Collected data:
■ ■ ■ ■ ■
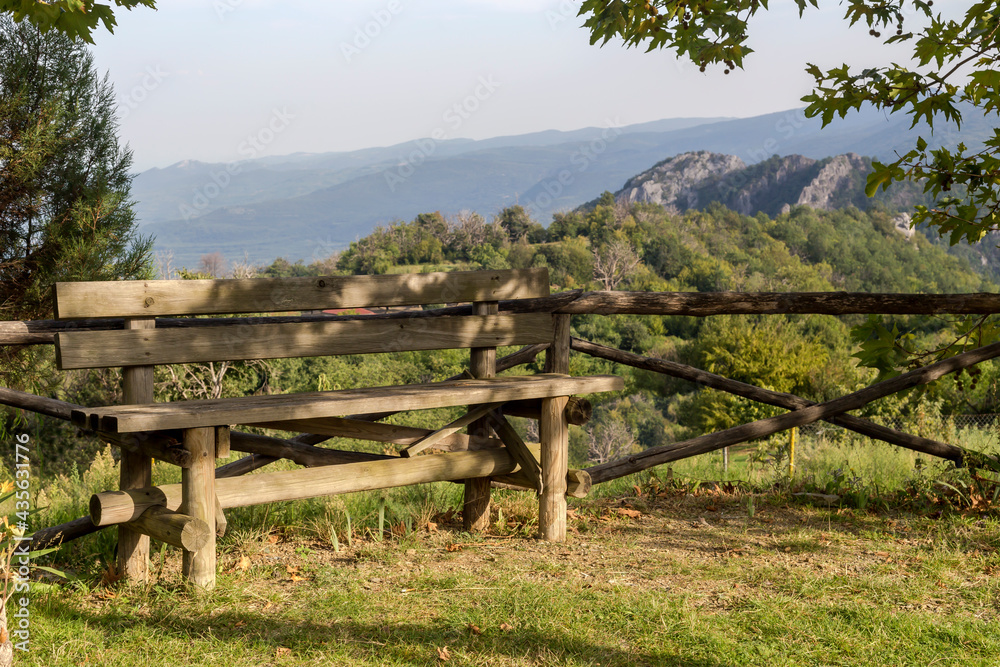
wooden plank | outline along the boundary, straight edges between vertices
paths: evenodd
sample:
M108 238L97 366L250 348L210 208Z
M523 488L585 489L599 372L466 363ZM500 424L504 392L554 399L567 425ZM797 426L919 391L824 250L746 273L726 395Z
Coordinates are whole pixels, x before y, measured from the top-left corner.
M897 375L889 380L877 382L860 391L856 391L840 398L835 398L826 403L817 403L808 407L794 410L776 417L760 419L749 424L741 424L724 431L707 433L690 440L684 440L669 445L650 447L638 454L629 456L626 459L609 461L590 468L591 477L595 484L606 482L609 479L623 477L634 472L646 470L661 463L669 463L698 454L713 452L723 447L735 445L747 440L765 438L769 435L786 431L796 426L811 424L820 419L826 419L835 415L843 414L848 410L856 410L883 396L895 394L910 387L928 384L948 373L954 373L962 368L968 368L988 359L1000 357L1000 343L992 343L983 347L956 354L954 357L942 359L928 366L918 368Z
M541 469L538 461L535 459L535 455L524 444L524 440L521 440L521 436L517 434L514 427L510 425L510 422L500 412L493 411L490 413L490 423L493 425L493 429L500 439L503 440L503 444L507 447L510 455L521 466L520 472L527 478L529 486L536 491L540 491L542 488Z
M399 424L382 424L364 419L348 419L346 417L325 417L323 419L291 419L280 422L263 422L254 424L261 428L271 428L278 431L295 431L298 433L313 433L329 435L354 440L370 440L373 442L391 442L395 445L412 445L434 431L427 428L401 426ZM460 451L469 449L475 443L475 449L502 447L503 443L496 438L454 433L434 444L434 449L444 451ZM248 451L248 450L240 450Z
M474 315L495 316L500 312L500 304L496 301L477 301L472 304ZM552 323L549 322L551 337ZM545 341L543 341L545 342ZM476 347L469 353L469 373L474 378L492 378L497 374L497 349L495 347ZM483 413L481 419L469 425L469 435L489 437L491 429ZM470 448L472 449L472 448ZM465 491L462 501L462 525L466 532L476 533L487 530L490 526L491 483L488 477L477 477L465 480Z
M455 405L504 403L515 399L620 391L624 387L623 380L614 375L569 377L539 374L401 387L84 408L74 410L73 419L74 422L77 419L99 421L102 430L128 433L338 417L364 411L402 412Z
M62 370L521 345L552 338L552 316L305 322L235 328L56 334Z
M992 314L1000 295L864 292L586 292L558 313L596 315ZM528 304L523 304L528 306ZM522 306L522 307L523 307ZM530 307L530 306L528 306Z
M155 330L150 317L126 319L125 330L142 335ZM119 365L119 364L116 364ZM122 369L122 400L125 403L153 402L153 367ZM142 451L123 448L119 465L119 489L141 489L153 483L153 459ZM126 580L145 583L149 578L149 537L142 532L118 528L118 573Z
M58 319L414 306L548 296L548 269L56 283Z
M582 340L580 338L574 338L572 346L574 350L578 350L601 359L607 359L608 361L614 361L615 363L625 364L627 366L632 366L633 368L653 371L654 373L663 373L665 375L682 378L706 387L712 387L713 389L719 389L720 391L749 398L752 401L758 401L768 405L777 405L778 407L786 408L788 410L798 410L800 408L807 408L810 405L816 405L813 401L800 396L771 391L770 389L763 389L738 380L730 380L729 378L716 375L715 373L709 373L708 371L703 371L699 368L694 368L693 366L679 364L676 361L643 357L638 354L633 354L632 352L625 352L612 347L598 345L597 343L591 343L590 341ZM570 401L572 400L573 399L570 399ZM504 412L508 412L508 407L510 405L512 404L508 403L504 406ZM570 411L567 406L567 416L569 415ZM883 440L893 445L912 449L923 454L930 454L931 456L949 459L954 461L958 466L962 465L964 450L961 447L956 447L955 445L950 445L939 440L932 440L931 438L924 438L922 436L903 433L902 431L874 424L866 419L861 419L860 417L855 417L853 415L836 415L828 417L826 421L868 436L869 438ZM572 419L570 419L570 423L573 423Z
M538 420L542 414L541 401L511 401L503 406L503 413L508 417L526 417ZM583 426L594 414L594 406L590 401L579 396L570 396L566 403L566 421L574 426Z
M569 470L569 426L566 397L542 399L539 440L542 444L542 489L538 499L538 536L566 541L566 473Z
M486 405L477 405L473 409L466 412L464 415L451 422L447 426L439 428L436 431L428 433L424 437L417 440L415 443L401 451L399 454L404 458L410 458L416 456L420 452L424 451L428 447L433 447L435 444L444 440L450 435L457 433L462 430L472 422L484 417L490 412L490 410L495 410L500 407L502 403L487 403Z
M224 509L229 509L410 484L494 477L510 474L517 469L517 462L505 449L484 449L478 452L418 456L413 459L392 458L283 470L260 473L248 478L227 477L216 480L215 492L219 504ZM106 526L132 521L154 505L176 510L181 503L181 494L180 484L98 493L90 500L91 520L95 526Z
M229 426L215 427L215 458L228 459L230 450Z
M199 551L208 543L208 524L164 507L150 507L135 521L122 525L186 551Z
M208 537L200 549L184 551L182 570L195 591L210 591L215 588L215 429L185 430L184 447L192 461L181 470L180 513L204 522Z
M545 350L545 372L569 374L570 316L555 315L552 344Z

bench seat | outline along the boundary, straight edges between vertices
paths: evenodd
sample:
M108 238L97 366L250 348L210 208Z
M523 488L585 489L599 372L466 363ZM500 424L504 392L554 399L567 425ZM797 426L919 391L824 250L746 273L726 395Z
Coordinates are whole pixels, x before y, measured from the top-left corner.
M303 394L116 405L75 410L72 419L81 428L108 433L134 433L341 417L361 412L426 410L620 391L623 388L623 380L614 375L571 377L550 373Z

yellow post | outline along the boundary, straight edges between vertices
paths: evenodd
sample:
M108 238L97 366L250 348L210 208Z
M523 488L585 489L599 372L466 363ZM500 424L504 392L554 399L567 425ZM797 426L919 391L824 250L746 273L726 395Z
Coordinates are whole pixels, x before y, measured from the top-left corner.
M788 477L795 476L795 436L799 429L793 428L788 432Z

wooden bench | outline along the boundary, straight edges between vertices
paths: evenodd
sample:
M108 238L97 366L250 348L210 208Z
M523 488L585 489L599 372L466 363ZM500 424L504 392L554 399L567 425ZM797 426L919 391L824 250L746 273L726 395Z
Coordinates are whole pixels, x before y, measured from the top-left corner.
M73 413L79 426L99 431L123 447L120 490L97 494L91 501L95 525L119 525L120 573L145 579L152 535L183 548L185 576L195 586L209 589L215 583L217 519L224 522L226 508L431 481L466 480L466 528L481 529L489 518L490 478L510 474L539 492L540 536L565 539L567 402L578 394L620 390L623 383L614 376L568 375L568 315L498 313L500 300L548 293L544 269L57 284L58 318L125 318L122 330L56 336L61 369L123 368L125 405ZM422 317L418 311L389 319L259 317L234 326L156 326L157 317L467 302L472 303L471 314L439 317ZM218 322L201 319L198 324ZM495 377L498 346L532 344L549 346L546 373ZM156 364L457 348L471 349L468 379L153 401ZM377 422L385 414L454 406L469 406L469 412L436 431ZM508 414L527 411L538 417L540 456L507 423L504 406ZM330 462L339 464L217 480L215 458L227 457L230 446L257 451L250 445L263 443L280 451L295 444L230 430L238 425L348 435L406 447L400 456L352 456L313 448L323 454L324 462L333 459ZM463 427L468 427L468 435L458 433ZM452 451L418 455L432 447ZM181 484L153 486L151 457L181 465Z

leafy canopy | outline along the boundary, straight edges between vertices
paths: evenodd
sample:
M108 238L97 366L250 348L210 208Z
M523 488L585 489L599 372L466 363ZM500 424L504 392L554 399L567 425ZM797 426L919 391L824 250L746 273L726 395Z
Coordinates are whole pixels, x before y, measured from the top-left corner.
M818 0L795 0L799 15ZM823 70L806 64L813 92L803 99L806 115L826 126L865 105L908 114L911 127L933 129L944 120L961 127L964 116L1000 112L1000 11L995 2L971 4L957 19L936 13L933 0L843 0L844 20L867 27L886 45L904 44L909 64L847 65ZM767 0L584 0L580 15L591 43L618 37L628 46L673 49L702 71L743 68L753 52L748 21L768 10ZM905 180L920 181L935 204L918 206L914 224L936 227L954 245L975 243L1000 229L1000 130L983 146L933 148L923 137L912 150L886 164L875 163L867 192Z
M124 9L138 5L156 8L156 0L114 0L114 4ZM118 25L111 5L94 0L0 0L0 12L19 23L27 19L42 32L54 29L90 44L94 43L92 33L98 24L103 24L108 32L114 32Z

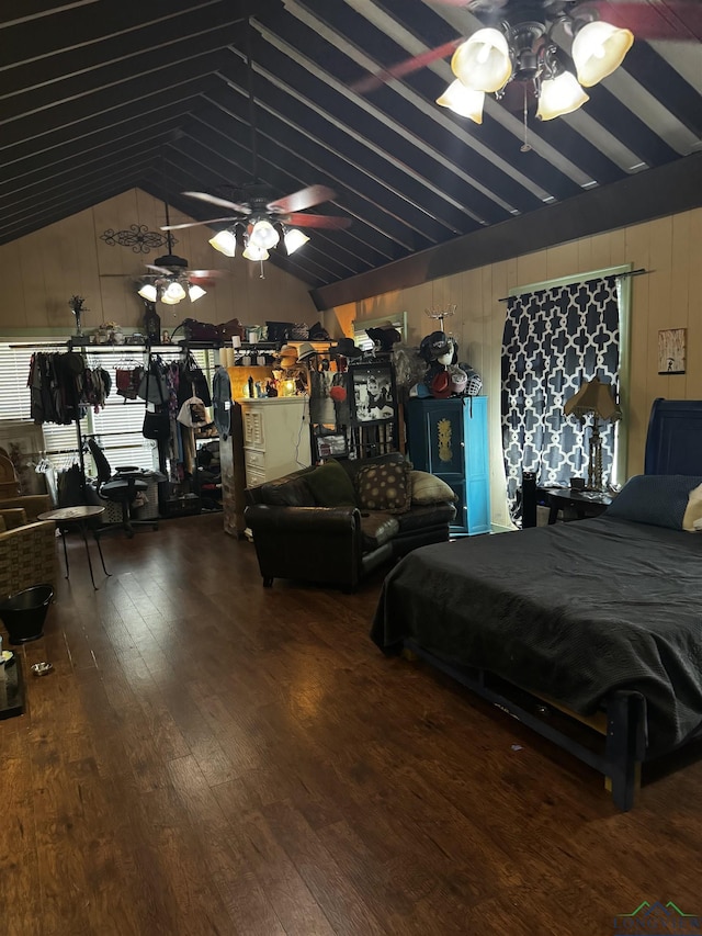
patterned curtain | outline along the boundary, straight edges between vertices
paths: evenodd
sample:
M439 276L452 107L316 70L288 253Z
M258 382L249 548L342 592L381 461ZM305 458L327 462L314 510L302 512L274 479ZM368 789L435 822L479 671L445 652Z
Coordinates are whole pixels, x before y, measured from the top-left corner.
M586 477L591 419L564 416L586 380L616 385L616 277L511 297L502 339L502 447L510 511L517 517L522 472L539 485ZM615 426L600 424L602 475L611 475Z

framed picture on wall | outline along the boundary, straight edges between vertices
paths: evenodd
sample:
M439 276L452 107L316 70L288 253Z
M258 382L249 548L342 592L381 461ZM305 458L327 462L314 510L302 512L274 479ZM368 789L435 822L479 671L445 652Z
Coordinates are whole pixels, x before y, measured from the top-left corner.
M686 328L667 328L658 332L658 373L683 374Z
M386 361L353 364L350 371L353 421L358 425L394 421L397 403L392 364Z

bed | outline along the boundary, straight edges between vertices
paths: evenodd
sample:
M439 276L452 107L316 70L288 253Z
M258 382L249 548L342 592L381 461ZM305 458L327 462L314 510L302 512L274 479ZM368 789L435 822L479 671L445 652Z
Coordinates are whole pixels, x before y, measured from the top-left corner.
M371 636L600 770L629 810L641 764L702 735L698 528L702 403L656 401L645 473L603 515L416 550L385 579Z

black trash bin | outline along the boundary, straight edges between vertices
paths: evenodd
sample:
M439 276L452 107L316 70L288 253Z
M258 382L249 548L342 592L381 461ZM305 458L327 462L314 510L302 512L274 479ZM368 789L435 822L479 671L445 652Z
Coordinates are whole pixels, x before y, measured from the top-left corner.
M43 636L53 597L50 585L35 585L0 601L0 618L8 629L10 643L27 643Z

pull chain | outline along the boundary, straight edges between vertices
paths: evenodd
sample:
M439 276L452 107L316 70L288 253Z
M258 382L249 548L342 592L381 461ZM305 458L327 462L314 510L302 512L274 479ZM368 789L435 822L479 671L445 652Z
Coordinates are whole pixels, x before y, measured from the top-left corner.
M520 153L529 153L531 150L531 144L529 142L529 124L526 122L528 108L526 108L526 82L522 84L524 89L524 142L520 147Z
■ ■ ■ ■ ■
**REQUIREMENTS**
Starting at the line that contains "yellow post |" and ending after the line that contains "M788 477L795 476L795", write out those records again with "top-left" replaced by "upper-left" and nothing else altered.

**TASK RESPONSE**
yellow post | outline along the boundary, straight edges between vertices
paths: evenodd
sample:
M108 238L97 366L250 348L210 208Z
M523 488L585 489L599 372L466 363ZM500 424L504 392L554 399L567 425ZM797 426L919 391L824 250L746 273L726 395Z
Coordinates are whole pixels, x before y, measured from the upper-left corner.
M788 477L795 476L795 436L799 429L793 428L788 432Z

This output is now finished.